>> BEGIN DOCUMENT EXCERPT
On August 22, 2012, by a 2-1 vote, the Securities and Exchange Commission adopted final rules to implement Section 1504 of the Dodd-Frank Wall Street Reform and Consumer Protection Act of 2010. The new rules will require annual disclosure of certain payments to governments by “resource extraction issuers.”

Resource extraction issuers will be required to file new Form SD under the Securities Exchange Act of 1934 to provide annual disclosure regarding any payment made by it, its subsidiary, or any other entity under its control to a foreign government or the U.S. government for the purpose of the commercial development of oil, natural gas, or minerals.

Resource extraction issuers must comply with the new disclosure rules for fiscal years ending after September 30, 2013. To the extent that an issuer’s initial fiscal year subject to the new requirements begins before September 30, 2013, that issuer will be allowed to provide a partial report disclosing only the payments made after September 30, 2013. Resource extraction issuers will be required to provide full reports for fiscal years that begin on or after September 30, 2013. The reports must be filed no later than 150 days after the end of the resource extraction issuer’s fiscal year.
>> END DOCUMENT EXCERPT
>> BEGIN SOURCE DATA
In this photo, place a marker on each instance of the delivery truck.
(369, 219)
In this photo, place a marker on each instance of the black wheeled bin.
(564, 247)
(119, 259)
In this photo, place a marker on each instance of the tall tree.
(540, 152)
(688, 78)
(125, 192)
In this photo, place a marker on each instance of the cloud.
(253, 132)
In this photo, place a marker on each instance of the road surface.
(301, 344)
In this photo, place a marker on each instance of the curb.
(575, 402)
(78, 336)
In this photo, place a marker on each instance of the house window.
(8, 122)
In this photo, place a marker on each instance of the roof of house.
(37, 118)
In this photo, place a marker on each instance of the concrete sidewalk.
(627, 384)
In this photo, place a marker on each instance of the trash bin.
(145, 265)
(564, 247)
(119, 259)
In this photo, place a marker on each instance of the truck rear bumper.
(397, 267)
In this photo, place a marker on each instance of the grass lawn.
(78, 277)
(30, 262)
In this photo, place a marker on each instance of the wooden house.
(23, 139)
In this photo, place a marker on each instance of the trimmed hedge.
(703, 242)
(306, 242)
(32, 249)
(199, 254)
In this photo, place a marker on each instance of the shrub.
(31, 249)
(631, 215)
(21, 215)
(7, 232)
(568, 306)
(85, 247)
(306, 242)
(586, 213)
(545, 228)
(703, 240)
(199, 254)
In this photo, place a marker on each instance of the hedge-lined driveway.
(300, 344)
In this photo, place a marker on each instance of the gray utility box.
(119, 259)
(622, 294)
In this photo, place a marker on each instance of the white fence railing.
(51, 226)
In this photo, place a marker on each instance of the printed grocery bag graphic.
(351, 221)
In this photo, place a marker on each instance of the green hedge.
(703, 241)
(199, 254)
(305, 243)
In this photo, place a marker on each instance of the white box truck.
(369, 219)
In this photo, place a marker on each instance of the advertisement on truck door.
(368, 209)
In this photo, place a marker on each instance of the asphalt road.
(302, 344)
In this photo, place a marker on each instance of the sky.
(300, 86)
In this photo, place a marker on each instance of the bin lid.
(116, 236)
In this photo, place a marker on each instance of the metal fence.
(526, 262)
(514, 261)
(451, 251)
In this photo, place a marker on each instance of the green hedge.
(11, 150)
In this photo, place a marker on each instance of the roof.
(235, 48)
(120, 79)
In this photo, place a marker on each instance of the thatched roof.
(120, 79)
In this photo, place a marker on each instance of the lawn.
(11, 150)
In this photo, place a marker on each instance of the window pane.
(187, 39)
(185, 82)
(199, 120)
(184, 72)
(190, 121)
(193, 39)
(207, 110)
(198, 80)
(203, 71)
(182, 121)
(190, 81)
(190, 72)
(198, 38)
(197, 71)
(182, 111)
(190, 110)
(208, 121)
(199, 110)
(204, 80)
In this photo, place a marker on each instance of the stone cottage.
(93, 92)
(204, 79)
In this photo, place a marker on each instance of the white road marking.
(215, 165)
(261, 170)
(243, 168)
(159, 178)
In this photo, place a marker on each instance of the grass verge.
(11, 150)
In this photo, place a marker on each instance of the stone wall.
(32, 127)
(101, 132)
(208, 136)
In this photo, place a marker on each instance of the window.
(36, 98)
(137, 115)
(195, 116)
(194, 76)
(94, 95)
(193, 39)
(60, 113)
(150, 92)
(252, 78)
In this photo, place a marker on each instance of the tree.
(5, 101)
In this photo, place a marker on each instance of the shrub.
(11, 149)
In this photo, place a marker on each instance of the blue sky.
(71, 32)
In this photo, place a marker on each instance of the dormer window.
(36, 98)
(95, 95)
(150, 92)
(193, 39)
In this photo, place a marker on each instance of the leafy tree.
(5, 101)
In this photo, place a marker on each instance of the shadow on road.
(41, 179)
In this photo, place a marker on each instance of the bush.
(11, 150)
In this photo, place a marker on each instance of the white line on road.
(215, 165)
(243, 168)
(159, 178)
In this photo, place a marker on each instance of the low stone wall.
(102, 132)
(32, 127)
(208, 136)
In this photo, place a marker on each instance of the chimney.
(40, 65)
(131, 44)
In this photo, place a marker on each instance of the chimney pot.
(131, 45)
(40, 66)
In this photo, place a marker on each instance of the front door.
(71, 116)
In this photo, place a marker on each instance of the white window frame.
>> END SOURCE DATA
▸ **STATED GOAL 1**
Find every line in the entries above that contains the string "white", and copy each of those lines. Case counts.
▸ **STATED GOAL 2**
Pick up the passage on the SEC's resource extraction disclosure rules after its last sentence and continue it.

▸ **EXERCISE RESPONSE 1**
In this photo, place a marker on each instance of the white fence railing.
In this photo, place a marker on each instance of the white box truck.
In this photo, place a marker on each instance of the white road marking.
In this photo, place a marker on each instance of the white line on road.
In this photo, place a marker on each instance of the white window frame.

▸ **EXERCISE RESPONSE 2**
Issuers Subject to the New Disclosure Requirements

The new disclosure rules will apply only to “resource extraction issuers.” Pursuant to the new rules, a “resource extraction issuer” is an issuer that:

  • is required to file an annual report with the Commission; and
  • engages in the commercial development of oil, natural gas, or minerals.

The Commission defined “commercial development of oil, natural gas, or minerals” to include exploration, extraction, processing, export, and other significant actions relating to oil, natural gas, or minerals, or the acquisition of a license for any such activity. This definition is broader than what is contemplated under the Extractive Industries Transparency Initiative, often referred to as “EITI.”

In addition to payments made directly, the new rules require resource extraction issuers to disclose payments made, directly or indirectly, by a subsidiary or another entity controlled by them. The issuers will be required to determine whether they exercise control over such entities based on a consideration of all relevant facts and circumstances.

Despite numerous comments requesting exemptions for certain categories of issuers, the new disclosure requirements will also apply to:

  • foreign private issuers that meet the definition of “resource extraction issuer”; and
  • smaller reporting companies that meet the definition of “resource extraction issuer.”

Similarly, the new disclosure requirements do not provide an exemption for situations where foreign law or a contract confidentiality provision prohibits the disclosure.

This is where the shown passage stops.